> _Exercise aim_
Transcribe each record exactly; skip any picture.

::: Records for the exercise :::

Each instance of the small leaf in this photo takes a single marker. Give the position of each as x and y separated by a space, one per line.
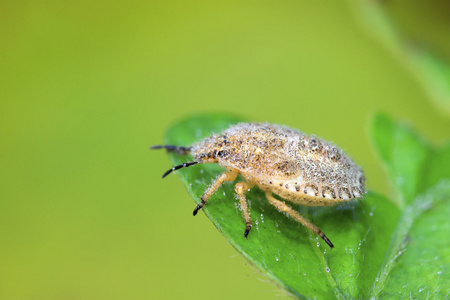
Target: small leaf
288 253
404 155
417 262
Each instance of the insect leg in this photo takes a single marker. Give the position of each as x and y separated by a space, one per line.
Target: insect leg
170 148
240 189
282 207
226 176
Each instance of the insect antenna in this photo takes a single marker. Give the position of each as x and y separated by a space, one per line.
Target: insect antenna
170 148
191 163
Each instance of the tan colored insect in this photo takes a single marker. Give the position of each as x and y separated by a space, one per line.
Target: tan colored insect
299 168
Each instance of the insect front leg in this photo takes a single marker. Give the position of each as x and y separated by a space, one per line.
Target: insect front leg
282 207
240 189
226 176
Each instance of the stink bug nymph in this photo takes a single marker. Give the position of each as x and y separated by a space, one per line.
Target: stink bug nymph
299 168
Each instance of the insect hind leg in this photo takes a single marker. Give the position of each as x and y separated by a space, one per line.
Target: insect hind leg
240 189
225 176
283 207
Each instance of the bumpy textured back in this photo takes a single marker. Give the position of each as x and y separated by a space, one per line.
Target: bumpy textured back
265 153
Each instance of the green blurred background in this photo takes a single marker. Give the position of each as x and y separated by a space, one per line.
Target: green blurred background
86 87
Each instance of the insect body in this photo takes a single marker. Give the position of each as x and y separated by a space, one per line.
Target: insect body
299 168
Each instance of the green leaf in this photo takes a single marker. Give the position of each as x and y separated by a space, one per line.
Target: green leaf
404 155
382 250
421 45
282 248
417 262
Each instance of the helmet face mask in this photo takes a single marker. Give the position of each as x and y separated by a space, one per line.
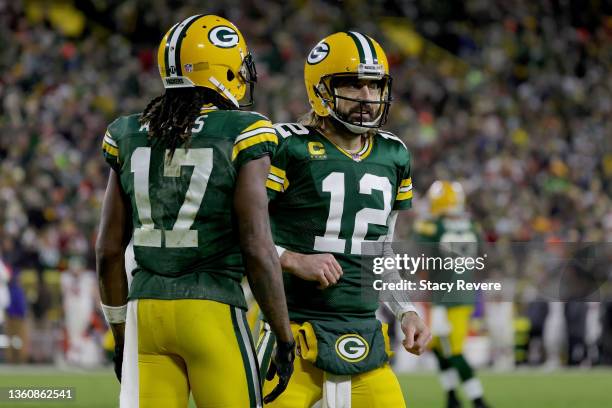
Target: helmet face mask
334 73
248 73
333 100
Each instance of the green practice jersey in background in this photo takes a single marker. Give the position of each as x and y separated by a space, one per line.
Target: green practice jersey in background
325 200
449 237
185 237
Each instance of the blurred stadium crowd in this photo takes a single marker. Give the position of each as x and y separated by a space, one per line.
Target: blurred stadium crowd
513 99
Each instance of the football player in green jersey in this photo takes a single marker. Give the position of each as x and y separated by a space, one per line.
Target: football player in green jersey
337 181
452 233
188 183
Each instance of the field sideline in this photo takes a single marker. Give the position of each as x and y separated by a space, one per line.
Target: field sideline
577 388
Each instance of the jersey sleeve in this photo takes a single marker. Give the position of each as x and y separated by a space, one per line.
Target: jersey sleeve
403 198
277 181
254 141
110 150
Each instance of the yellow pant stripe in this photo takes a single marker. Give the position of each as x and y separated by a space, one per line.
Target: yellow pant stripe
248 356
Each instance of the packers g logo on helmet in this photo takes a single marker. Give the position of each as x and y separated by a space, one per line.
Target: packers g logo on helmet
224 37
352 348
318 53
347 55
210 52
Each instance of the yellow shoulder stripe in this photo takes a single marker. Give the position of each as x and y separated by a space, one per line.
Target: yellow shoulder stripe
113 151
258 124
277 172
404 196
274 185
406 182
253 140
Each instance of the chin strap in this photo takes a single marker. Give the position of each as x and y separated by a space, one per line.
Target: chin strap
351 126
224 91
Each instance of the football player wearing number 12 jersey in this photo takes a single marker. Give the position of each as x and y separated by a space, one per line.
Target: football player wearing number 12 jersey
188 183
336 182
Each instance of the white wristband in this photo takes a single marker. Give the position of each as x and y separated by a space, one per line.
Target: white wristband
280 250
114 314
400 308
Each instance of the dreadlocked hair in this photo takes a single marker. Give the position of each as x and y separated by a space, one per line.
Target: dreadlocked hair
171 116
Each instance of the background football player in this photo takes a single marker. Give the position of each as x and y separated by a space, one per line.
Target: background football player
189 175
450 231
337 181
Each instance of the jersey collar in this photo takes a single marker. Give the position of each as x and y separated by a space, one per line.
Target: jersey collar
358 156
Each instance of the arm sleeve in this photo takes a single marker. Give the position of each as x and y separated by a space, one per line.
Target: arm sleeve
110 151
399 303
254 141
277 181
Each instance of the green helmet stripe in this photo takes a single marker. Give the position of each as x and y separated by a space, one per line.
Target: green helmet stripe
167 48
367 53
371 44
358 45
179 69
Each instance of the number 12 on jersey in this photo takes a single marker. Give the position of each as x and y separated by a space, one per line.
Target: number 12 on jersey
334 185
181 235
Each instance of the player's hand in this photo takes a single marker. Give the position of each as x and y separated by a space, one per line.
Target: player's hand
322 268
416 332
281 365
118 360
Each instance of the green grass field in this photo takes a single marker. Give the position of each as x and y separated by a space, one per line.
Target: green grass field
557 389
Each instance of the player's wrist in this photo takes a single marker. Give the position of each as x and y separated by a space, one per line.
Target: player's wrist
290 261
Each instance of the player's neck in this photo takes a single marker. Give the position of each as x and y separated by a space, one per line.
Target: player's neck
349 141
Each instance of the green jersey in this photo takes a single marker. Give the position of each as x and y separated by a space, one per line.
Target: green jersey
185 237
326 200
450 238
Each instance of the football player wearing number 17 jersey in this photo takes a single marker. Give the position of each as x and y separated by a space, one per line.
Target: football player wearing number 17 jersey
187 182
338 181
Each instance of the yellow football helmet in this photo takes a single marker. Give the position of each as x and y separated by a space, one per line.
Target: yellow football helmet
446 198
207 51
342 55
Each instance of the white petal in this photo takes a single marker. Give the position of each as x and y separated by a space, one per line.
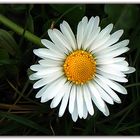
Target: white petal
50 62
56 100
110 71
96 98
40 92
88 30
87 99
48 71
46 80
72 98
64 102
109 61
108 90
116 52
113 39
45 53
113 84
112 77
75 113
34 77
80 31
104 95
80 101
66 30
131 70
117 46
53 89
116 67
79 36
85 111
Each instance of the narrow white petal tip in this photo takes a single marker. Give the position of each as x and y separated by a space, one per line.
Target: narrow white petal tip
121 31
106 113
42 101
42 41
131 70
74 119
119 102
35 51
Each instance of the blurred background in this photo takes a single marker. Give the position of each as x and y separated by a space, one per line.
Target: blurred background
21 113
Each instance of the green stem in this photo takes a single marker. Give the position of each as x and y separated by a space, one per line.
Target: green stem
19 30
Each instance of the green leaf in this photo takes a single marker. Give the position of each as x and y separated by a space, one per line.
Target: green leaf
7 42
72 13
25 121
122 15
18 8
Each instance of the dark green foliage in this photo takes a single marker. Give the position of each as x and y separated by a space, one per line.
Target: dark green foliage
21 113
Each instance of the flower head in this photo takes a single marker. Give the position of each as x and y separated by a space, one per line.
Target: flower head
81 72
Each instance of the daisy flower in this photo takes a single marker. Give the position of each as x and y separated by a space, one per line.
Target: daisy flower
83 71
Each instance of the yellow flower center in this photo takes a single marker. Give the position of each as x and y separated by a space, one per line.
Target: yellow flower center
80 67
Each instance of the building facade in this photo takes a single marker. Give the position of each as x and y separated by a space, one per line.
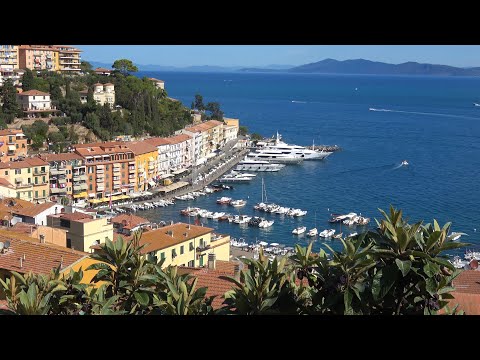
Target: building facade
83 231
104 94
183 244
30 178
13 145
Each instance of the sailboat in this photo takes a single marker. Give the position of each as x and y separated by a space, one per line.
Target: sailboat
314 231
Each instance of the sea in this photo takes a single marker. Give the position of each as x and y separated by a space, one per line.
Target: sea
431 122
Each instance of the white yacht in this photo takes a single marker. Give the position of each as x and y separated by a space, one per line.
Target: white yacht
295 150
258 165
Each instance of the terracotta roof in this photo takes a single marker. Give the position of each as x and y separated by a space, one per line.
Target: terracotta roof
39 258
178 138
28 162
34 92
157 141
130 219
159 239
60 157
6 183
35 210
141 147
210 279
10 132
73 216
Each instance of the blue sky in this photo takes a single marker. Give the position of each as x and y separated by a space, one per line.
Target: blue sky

:::

> _Completed task_
Each instance of the small leaf in this photo takes a single marker. Give the position of each as x and y separated by a space, one per line.
Target: small leaf
288 253
404 155
417 262
Each instance of the insect leg in this photo takes a single marker. Give the position of each as x and y separated by a space, one per line.
Target: insect leg
170 148
240 189
282 207
226 176
Each instance of the insect antenna in this photo takes a single marker. Give the position of each as x and y separated by a space, one per line.
Target: insect antenna
170 148
191 163
Each instance of the tan colored insect in this photo takes a single marker. Give the position of each as x and y separated by a space, one per line.
Target: tan colored insect
299 168
Each instance of the insect front leg in this photo takes a single marker. Give the position of each as x and y separated by a space, one per line.
Target: insect front leg
282 207
240 189
226 176
Each instance of the stink bug nymph in this photo takes a single marker. Give the position of each as x and y separated by a space, one per line.
Target: stink bug nymph
299 168
Each instance of the insect hind leg in this photo takes a single marker. Give the position of each as x and y separated by a space, one per line.
Target: insect hind leg
240 189
225 176
283 207
Each instance of the bumpy textured back in this photo takes a single marker. Give the position of each as x and y separated by a space, one per line.
Target: bumpy textured back
265 153
Each instance of the green blurred background in this photo takes a single marker. Give the position of each as x and y separated by a space, one per line.
Target: green blurred background
86 87
Each instance of the insect body in this photo takes a single marker. Give the position of each as x and y separated by a space, one per line.
Target: insect body
299 168
Each instance of the green leaf in this photo takes a single marker. Give the position of each as x and y separated by a space, one per line.
Target: green leaf
404 155
382 250
421 45
282 248
417 262
Each instance of the helmet face mask in this photo takes a single marker. Give the position of each as x and y separated by a space, one per line.
Target: helmet face mask
334 73
248 73
333 100
Each instance of the green practice jersey in background in this photo takes a single marker. Give the position of each as x and y separated by a space, one per line.
Target: green practice jersey in background
325 200
449 237
185 237
Each instance of the blurred stadium crowd in this photo takes a single marker. Give the position of each as x and y separated by a space, one per line.
Target: blurred stadium crowd
513 99
Each instance of the football player in green jersey in this photo takes a single marker. Give the position of each as x and y separated by a space, one per line.
Target: football player in green jersey
337 181
452 233
188 183
Each instance of the field sideline in this photo takes a single marker. Give the position of each as x and y separated by a space, one per line.
Target: field sideline
577 388
Each instance of the jersey sleeve in this photo takes a single marker. Give the position of each as x and y separated by a space, one per line.
Target: jersey sleeve
403 198
277 181
254 141
110 150
Each instance of the yellow pant stripe in this photo takes a single marker. Give the position of each as x and y separated by a space, one per line.
Target: yellow pant stripe
248 356
Each instance of the packers g logo on helmet in this photo takes a single marker. Give the position of each as x and y separated by a space, one per line.
Target: packers g logo on helmet
224 37
352 348
318 53
347 55
210 52
Each instance of the yellow shoulder stripe in this photo takes a single marker. Give the position of each as x and y separated by a space, one per line.
Target: yellow shoulder stripe
113 151
258 124
277 172
404 196
274 185
406 182
253 140
Each instance of the chin strap in this photo takes a single marker. Give the position of each as x and y separated by a space, one per line.
Target: chin strap
351 126
224 91
Each instance of the football player wearing number 12 jersey in this photo takes a single marker. Give the position of each as x and y separated by a space, one per line.
Target: football player wearing number 12 jersey
188 183
336 182
Each instance of the white wristband in this photo takes a single marker. Give the position of each as x and y separated by a space, one per line.
Target: white wristband
280 250
114 314
400 308
Each instance of the dreadlocked hair in this photo takes a single marker. Give the position of each as x and y separated by a space, one per line.
Target: dreadlocked hair
171 116
Each instance of the background football player in this photo takes a single marker. Give the position of each as x and y separated by a space, one per line.
Target: background football player
189 175
450 231
337 181
Each instance of the jersey collar in this photo takes a single marker. Give the position of each as x and y separated by a space, one per line.
Target: jersey collar
358 156
Each instance of the arm sleeve in this photo takes a single marker. Give the position of each as x and y separated by a space, one per line.
Target: arm sleeve
110 151
399 303
254 141
277 181
Each instance of the green helmet stripe in this photo takes a single marker. Give the position of each as x and y separated by a space, one per line.
Target: green helmet stripe
167 48
367 53
371 44
358 45
179 69
Each instance of the number 12 on jersey in this photo takes a single marker. Give the position of each as x and y separated by a space, one per line.
Target: number 12 on jersey
334 185
181 235
Each instance of the player's hand in this photo takes a single marker. Give the position of each as x and y separated by a space, one per line.
Target: player's hand
322 268
416 332
281 365
118 360
Each instance of the green grass field in this photo takes a single marker. Give the position of each as x and y separated by a space, one per line.
Target: green grass field
557 389
Each instance of the player's wrist in this photo takes a single marker. Give the position of each as x and y separated by a space, one per line.
Target: player's wrist
290 261
Each instance of the player's neck in this photo takes a single marker. Give the position of each as x and y separated by a space, one per line.
Target: player's neck
349 141
Each instance of the green jersey in this photo takes a single marker. Give the position of each as x and y separated by a space, one per line.
Target: green jersey
185 237
326 200
450 238
Each instance of the football player wearing number 17 jersey in this photo takes a single marker. Give the position of each as x and y separated by a space, one per line.
Target: football player wearing number 17 jersey
187 182
338 181
Each instance of the yellow football helmet in this photo takes a single marker. Give the position of each as x and y separated by a space, one per line.
Target: yellow football helmet
446 198
207 51
342 55
Each instance of the white petal in this photo takes a single marker. Give the position of each as x and y separated by a space, one per line.
Target: white petal
50 62
56 100
110 71
96 98
40 92
88 30
87 99
48 71
46 80
72 98
64 102
109 61
108 90
116 52
113 39
45 53
113 84
112 77
75 113
34 77
80 31
104 95
80 101
66 30
131 70
117 46
53 89
116 67
79 36
85 111
Each instance of the narrow white petal tip in this photo takes a single marker. Give the position of each as x and y separated by a space, one per line.
Target: narrow white petal tip
121 31
106 113
42 101
42 41
131 70
74 119
119 102
35 51
Each instance of the blurred background in this photo takes a single marker. Give the position of each as x and y separated by a space, one per line.
Target: blurred background
21 113
Each instance of the green stem in this photo takes a single marker. Give the position of each as x and y separated by a space, one per line.
Target: green stem
19 30
Each instance of the green leaf in this photo takes a single marker. Give the position of each as x and y separated by a space, one per line.
Target: green leaf
7 42
72 13
25 121
122 15
18 8
Each instance of the dark green foliage in this photo takes a single marker. Give the position of each as x and y separated by a space, one per line.
Target: dark green foliage
21 113
Each instance of the flower head in this photo takes a single marker. Give the position of each as x and y separated by a space, one per line.
Target: flower head
81 72
Each instance of the daisy flower in this photo takes a single marker. Give the position of each as x and y separated by a space, one per line.
Target: daisy flower
83 71
Each instance of the yellow flower center in this photo takes a single marker. Give the position of each as x and y separated by a space, one per line.
Target: yellow flower center
80 67
Each instance of the building facade in this photo takes a single marker. Give the position of each as x and y separated by a space, one per line.
Target: building facade
83 231
104 94
183 244
30 178
13 145
Each instance of the sailboat in this photo takes a single marker. Give the position of each as x and y separated by a space, one per line.
Target: sailboat
314 231
Each instance of the sea in this photo takes a single marker. Give the position of each as x and y separated by a space, one per line.
Target: sea
431 122
Each instance of the white yacht in this photo takes a single marker. Give the position of each as x and y separated by a space, one per line.
Target: white yacht
295 150
258 165
Each instance of the terracotta roof in this photo takes a single marker. Give the position of each as x and y separated by a space, one per line.
Target: terracotta roof
39 258
178 138
28 162
34 92
157 141
130 219
159 239
60 157
6 183
35 210
141 147
210 279
10 132
73 216
Each instance of the blue sky in this photo takes a single marker. Give the position of each as x and y separated by a space, one per line.
Target: blue sky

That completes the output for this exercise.